● **To-do item**
Collect every line below that contains the string "negative" and copy each one in full.

● **Record extracts**
────────────────────────────────────────

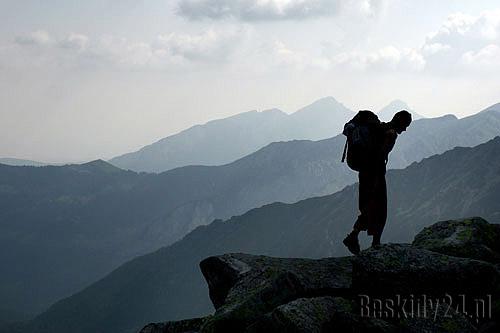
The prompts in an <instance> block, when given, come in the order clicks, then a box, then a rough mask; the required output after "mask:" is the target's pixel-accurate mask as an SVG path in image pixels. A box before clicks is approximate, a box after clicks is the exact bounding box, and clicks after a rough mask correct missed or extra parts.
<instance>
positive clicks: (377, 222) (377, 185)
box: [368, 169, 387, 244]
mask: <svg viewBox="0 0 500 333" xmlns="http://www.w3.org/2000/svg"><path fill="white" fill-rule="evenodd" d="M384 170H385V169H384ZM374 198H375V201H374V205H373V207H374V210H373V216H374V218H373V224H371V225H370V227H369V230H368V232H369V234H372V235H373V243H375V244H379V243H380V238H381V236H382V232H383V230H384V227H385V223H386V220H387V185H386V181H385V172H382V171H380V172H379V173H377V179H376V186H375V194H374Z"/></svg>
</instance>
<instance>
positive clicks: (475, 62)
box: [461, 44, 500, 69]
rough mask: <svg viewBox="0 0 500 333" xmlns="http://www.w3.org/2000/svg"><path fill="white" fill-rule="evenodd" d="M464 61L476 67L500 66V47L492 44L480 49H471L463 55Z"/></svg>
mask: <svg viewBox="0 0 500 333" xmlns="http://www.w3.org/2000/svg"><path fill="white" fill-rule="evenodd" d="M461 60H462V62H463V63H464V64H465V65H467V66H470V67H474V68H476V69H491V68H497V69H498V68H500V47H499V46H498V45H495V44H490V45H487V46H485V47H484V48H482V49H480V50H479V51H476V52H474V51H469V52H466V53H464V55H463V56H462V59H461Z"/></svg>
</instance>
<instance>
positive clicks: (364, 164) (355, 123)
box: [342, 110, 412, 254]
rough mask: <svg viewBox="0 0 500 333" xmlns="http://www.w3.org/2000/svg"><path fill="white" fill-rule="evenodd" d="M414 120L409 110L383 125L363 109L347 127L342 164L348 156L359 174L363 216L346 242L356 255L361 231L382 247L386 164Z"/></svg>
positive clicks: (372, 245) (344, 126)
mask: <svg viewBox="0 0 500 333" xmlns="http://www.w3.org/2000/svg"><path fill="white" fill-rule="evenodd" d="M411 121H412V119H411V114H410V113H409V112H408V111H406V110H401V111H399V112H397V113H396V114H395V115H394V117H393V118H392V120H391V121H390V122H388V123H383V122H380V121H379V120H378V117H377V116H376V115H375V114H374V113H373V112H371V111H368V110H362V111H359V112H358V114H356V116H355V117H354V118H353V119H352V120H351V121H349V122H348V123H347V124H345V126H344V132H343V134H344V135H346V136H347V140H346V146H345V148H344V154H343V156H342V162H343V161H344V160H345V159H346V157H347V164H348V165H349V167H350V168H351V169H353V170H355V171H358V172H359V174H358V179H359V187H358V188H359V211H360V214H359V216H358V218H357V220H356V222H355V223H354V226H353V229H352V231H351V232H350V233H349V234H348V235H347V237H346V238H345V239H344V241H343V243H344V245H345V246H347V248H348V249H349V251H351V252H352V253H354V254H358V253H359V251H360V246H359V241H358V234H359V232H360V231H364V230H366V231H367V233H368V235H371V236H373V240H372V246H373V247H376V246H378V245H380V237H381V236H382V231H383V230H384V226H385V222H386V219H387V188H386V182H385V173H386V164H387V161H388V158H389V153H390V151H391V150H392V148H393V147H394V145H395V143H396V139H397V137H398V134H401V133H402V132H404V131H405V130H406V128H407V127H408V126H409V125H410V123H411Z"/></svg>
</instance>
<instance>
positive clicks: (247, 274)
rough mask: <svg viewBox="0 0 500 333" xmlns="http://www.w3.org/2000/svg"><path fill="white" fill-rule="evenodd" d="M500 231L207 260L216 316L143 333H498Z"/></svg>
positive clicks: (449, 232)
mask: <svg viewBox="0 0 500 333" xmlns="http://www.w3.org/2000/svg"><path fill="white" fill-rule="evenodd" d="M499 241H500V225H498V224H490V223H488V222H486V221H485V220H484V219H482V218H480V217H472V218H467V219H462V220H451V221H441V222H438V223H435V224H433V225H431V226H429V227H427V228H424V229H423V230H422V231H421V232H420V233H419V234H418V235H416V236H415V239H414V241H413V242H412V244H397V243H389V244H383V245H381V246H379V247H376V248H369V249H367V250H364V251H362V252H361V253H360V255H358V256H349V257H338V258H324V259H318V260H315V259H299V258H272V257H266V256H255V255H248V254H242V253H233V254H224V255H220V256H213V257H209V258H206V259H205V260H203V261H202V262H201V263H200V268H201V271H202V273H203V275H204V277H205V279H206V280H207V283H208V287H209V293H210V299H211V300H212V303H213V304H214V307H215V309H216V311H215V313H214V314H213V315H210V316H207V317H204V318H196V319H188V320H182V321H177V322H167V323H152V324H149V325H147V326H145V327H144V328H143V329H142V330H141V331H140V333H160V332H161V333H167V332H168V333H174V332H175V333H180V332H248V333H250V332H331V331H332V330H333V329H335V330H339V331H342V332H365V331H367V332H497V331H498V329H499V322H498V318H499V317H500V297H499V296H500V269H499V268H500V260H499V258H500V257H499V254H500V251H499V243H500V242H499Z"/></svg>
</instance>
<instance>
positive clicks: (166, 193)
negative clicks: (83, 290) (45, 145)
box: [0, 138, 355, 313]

────────────────────────────────────────

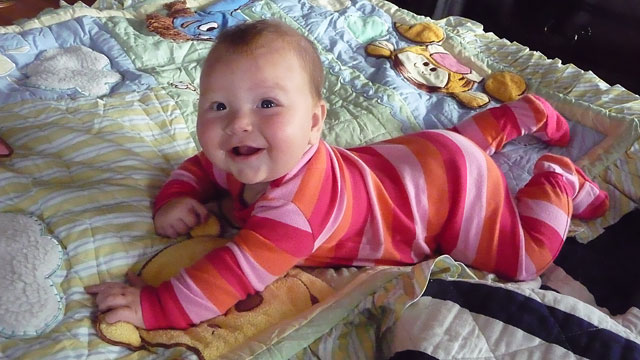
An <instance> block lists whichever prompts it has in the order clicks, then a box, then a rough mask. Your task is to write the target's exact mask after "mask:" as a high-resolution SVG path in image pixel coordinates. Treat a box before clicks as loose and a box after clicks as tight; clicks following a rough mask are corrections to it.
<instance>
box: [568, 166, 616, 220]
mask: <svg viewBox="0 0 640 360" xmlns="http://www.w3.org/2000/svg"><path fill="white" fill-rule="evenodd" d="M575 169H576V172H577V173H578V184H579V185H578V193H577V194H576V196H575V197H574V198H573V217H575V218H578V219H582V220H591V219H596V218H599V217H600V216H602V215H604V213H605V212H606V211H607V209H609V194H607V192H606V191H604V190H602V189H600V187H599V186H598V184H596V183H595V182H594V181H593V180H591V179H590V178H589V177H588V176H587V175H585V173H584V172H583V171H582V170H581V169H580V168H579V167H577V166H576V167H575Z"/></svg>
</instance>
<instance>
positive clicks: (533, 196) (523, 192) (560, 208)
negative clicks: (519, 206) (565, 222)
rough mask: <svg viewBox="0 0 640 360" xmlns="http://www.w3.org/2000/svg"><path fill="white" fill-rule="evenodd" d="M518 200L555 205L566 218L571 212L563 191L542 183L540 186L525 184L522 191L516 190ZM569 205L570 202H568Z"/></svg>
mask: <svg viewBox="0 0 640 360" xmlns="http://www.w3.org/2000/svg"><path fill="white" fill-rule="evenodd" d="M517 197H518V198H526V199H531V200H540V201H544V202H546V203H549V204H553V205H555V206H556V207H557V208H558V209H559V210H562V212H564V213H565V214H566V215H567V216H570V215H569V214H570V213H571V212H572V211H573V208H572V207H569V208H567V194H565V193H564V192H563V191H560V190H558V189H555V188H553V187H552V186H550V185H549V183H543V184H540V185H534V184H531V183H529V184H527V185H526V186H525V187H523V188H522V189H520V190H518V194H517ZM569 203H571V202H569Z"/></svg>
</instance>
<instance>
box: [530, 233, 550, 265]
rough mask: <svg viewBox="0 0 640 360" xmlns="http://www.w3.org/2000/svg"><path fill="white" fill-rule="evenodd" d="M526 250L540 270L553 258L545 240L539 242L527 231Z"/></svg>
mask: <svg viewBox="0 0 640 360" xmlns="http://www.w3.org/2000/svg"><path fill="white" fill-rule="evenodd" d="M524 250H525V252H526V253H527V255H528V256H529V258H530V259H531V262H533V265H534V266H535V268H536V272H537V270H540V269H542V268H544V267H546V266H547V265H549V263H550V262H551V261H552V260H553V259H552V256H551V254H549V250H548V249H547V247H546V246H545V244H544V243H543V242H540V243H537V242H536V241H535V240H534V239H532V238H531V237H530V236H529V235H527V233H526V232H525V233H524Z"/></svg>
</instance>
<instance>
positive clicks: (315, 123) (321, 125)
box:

────────────────────────────────────────

● **Exercise result**
negative clicks: (83, 290) (45, 145)
negative clicks: (519, 206) (565, 222)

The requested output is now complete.